Please show every line in the rows below that contains the string "leaf". Case counts.

>> begin Material for the task

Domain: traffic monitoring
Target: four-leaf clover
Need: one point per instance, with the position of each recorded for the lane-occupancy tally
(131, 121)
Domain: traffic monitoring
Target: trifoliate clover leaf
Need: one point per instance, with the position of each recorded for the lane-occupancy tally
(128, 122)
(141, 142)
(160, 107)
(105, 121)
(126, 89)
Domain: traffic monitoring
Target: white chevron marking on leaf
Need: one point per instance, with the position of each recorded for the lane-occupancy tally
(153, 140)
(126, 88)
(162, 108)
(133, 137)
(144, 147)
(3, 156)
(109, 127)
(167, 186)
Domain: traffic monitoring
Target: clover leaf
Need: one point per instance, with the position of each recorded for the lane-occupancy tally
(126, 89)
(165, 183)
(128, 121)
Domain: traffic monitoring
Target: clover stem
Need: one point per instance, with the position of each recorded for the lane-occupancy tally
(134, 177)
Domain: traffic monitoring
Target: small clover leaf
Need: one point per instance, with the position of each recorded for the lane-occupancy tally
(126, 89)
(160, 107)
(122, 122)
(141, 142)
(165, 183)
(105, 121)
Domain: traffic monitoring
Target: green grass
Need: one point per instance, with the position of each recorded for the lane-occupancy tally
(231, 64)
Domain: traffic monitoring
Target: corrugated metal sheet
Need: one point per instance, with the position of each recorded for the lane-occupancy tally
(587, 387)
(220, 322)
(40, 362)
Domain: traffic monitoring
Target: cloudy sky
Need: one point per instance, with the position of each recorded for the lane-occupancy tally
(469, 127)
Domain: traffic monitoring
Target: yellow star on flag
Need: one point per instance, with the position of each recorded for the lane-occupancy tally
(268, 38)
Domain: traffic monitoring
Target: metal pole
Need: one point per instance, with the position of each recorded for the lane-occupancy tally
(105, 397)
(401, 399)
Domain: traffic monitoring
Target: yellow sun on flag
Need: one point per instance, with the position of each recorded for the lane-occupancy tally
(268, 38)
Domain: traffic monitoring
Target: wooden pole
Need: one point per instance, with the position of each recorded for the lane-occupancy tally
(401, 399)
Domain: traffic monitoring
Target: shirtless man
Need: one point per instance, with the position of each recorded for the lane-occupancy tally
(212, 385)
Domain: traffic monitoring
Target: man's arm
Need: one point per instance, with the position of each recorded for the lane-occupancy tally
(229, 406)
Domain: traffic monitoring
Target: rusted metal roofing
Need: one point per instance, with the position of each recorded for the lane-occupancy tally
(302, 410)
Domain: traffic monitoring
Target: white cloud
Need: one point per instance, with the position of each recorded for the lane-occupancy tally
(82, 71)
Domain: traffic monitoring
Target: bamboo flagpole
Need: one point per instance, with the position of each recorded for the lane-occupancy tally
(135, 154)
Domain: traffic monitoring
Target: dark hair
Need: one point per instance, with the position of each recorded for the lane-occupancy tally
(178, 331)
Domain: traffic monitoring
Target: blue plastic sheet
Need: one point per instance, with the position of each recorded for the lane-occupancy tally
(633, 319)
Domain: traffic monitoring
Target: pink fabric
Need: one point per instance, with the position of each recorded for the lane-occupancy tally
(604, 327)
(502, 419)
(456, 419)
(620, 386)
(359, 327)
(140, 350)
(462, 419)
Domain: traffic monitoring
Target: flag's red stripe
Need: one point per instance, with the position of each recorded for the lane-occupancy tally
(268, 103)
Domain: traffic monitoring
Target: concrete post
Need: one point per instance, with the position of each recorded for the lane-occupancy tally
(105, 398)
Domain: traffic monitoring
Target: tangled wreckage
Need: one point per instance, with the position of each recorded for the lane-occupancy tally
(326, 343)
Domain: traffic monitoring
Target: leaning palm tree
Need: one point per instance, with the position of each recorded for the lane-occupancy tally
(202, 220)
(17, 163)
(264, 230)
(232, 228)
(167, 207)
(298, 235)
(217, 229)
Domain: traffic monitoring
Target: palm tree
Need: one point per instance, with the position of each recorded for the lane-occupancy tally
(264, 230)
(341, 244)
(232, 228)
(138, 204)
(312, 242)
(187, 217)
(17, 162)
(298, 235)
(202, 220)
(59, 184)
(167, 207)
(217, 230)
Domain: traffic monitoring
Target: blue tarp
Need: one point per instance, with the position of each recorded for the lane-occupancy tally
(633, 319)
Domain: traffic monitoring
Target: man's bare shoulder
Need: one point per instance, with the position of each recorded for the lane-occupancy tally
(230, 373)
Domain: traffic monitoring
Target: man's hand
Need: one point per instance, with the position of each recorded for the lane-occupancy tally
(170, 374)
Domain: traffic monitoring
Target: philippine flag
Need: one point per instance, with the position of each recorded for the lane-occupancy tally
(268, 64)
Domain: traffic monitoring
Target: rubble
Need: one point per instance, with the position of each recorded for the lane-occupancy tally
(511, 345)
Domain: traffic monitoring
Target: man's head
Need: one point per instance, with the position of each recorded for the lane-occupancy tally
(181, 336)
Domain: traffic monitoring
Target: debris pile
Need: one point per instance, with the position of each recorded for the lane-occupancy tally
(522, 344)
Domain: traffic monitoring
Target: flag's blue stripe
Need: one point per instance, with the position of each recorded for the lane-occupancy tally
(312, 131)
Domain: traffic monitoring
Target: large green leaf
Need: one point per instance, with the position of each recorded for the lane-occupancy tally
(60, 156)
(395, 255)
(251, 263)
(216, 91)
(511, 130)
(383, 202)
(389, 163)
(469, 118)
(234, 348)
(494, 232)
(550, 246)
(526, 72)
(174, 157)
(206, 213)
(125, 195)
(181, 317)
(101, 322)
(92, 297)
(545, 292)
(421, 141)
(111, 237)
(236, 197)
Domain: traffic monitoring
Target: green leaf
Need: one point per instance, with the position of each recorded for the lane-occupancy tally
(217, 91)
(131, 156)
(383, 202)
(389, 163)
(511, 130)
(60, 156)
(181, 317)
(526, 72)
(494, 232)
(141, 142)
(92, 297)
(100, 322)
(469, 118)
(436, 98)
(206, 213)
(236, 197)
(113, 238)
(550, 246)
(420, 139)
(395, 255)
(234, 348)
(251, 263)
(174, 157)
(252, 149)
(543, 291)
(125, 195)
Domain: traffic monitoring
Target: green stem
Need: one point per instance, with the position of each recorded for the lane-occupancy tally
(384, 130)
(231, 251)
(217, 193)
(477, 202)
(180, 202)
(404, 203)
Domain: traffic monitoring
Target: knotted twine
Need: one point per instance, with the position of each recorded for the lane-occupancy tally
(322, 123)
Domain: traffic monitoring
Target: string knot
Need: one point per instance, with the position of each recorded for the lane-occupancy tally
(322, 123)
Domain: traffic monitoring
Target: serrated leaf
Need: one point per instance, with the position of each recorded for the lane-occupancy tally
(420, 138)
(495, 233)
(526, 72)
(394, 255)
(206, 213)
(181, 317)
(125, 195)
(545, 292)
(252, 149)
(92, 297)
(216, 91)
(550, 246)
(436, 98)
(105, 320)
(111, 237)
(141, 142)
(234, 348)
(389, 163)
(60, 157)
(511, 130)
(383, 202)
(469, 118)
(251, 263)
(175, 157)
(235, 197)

>> end Material for the task
>> begin Material for the task

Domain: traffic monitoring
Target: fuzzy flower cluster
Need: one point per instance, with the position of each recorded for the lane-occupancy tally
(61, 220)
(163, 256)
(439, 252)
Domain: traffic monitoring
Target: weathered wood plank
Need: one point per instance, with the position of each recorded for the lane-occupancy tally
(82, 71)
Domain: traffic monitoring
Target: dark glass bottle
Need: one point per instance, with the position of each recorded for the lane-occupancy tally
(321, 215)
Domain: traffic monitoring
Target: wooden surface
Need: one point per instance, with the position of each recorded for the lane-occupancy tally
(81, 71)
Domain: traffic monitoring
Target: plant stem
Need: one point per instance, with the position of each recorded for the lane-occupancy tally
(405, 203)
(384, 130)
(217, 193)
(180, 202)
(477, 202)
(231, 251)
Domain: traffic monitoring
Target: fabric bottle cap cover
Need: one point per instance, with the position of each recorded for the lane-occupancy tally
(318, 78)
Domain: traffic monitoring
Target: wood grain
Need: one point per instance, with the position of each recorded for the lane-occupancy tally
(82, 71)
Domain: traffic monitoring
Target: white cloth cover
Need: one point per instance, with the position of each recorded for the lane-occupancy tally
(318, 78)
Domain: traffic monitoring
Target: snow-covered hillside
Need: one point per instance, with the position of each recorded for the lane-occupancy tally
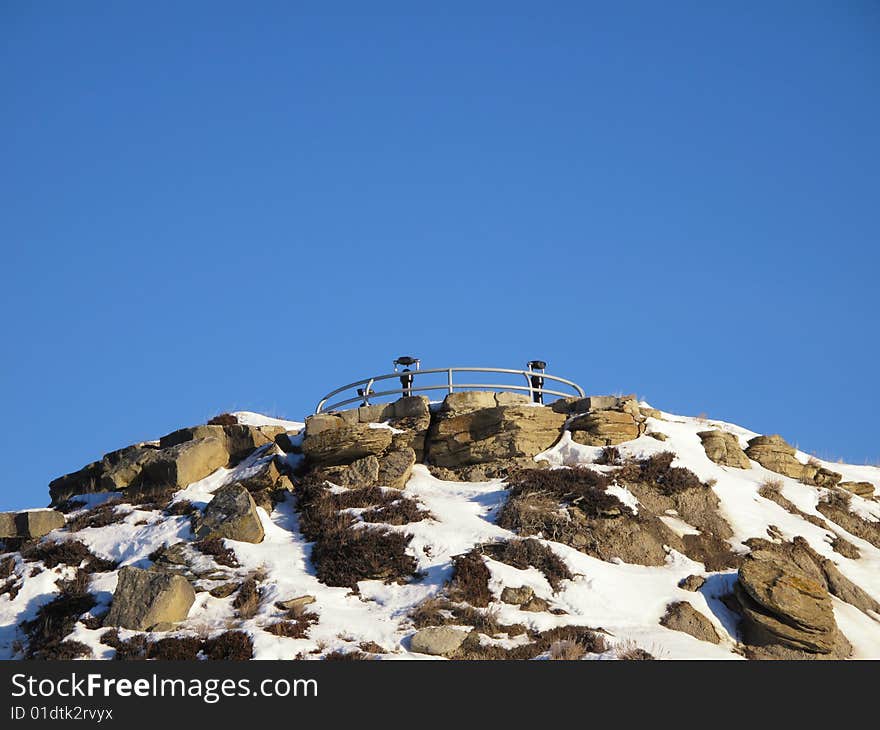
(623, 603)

>> end Material for the task
>> begin Material for the task

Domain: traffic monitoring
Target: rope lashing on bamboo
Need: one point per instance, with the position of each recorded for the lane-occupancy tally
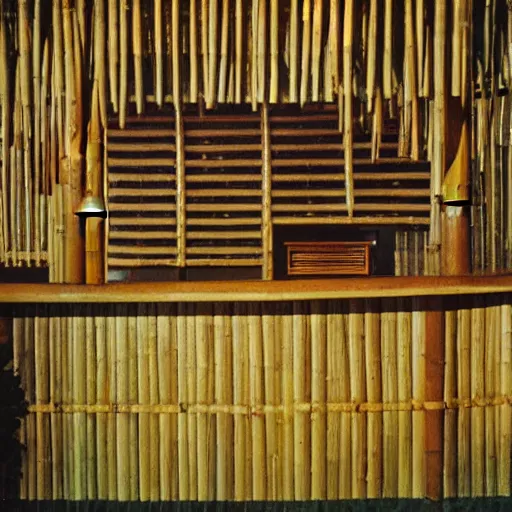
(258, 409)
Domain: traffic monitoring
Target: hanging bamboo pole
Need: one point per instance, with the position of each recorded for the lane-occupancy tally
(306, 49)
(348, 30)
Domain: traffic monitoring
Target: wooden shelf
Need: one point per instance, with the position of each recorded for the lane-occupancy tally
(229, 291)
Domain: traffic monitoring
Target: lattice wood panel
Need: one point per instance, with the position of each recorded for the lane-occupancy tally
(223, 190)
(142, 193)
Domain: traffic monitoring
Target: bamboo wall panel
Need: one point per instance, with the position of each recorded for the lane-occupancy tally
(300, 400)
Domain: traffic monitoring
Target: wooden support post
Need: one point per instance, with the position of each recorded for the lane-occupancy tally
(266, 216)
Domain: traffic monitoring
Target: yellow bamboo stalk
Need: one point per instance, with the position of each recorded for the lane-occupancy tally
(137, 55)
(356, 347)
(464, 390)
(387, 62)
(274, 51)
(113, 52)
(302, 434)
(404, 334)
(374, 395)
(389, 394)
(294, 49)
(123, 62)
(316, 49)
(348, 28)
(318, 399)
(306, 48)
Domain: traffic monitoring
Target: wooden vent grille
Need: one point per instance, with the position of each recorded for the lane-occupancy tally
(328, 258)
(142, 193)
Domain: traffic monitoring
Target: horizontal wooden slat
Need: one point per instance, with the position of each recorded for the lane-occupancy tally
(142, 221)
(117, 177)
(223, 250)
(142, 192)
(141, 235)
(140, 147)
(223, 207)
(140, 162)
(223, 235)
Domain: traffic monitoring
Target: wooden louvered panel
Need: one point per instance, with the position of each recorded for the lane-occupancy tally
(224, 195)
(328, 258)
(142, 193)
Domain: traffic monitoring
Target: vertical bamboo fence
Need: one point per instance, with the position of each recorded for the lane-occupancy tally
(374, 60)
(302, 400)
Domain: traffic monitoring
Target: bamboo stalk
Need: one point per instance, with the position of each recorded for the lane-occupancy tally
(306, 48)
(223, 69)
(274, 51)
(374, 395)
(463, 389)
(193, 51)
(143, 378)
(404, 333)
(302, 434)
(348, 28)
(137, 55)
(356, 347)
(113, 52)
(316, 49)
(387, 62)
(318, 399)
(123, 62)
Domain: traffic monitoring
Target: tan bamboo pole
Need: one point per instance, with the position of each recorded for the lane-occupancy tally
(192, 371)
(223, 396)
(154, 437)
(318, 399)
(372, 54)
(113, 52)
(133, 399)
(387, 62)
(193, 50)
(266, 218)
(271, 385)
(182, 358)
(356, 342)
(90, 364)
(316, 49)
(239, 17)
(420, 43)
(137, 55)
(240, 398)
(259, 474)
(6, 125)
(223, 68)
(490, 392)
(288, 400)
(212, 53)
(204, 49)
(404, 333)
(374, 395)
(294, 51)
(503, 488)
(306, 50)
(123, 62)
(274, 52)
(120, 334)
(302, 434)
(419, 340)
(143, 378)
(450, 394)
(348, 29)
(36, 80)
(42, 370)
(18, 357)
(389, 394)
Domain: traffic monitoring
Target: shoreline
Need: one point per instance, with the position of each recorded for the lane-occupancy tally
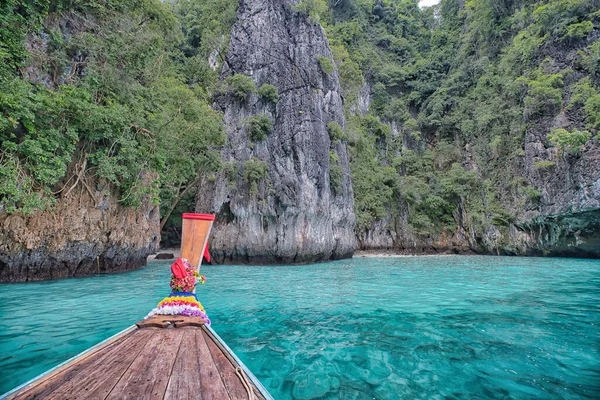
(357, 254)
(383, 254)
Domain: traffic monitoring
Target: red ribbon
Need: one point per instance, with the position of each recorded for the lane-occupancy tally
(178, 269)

>> end Material for the task

**Output:**
Target: four-leaf clover
Target: trifoliate clover leaf
Target: white chevron marking on leaf
Target: clover leaf
Target: small clover leaf
Target: large green leaf
Target: green leaf
Target: serrated leaf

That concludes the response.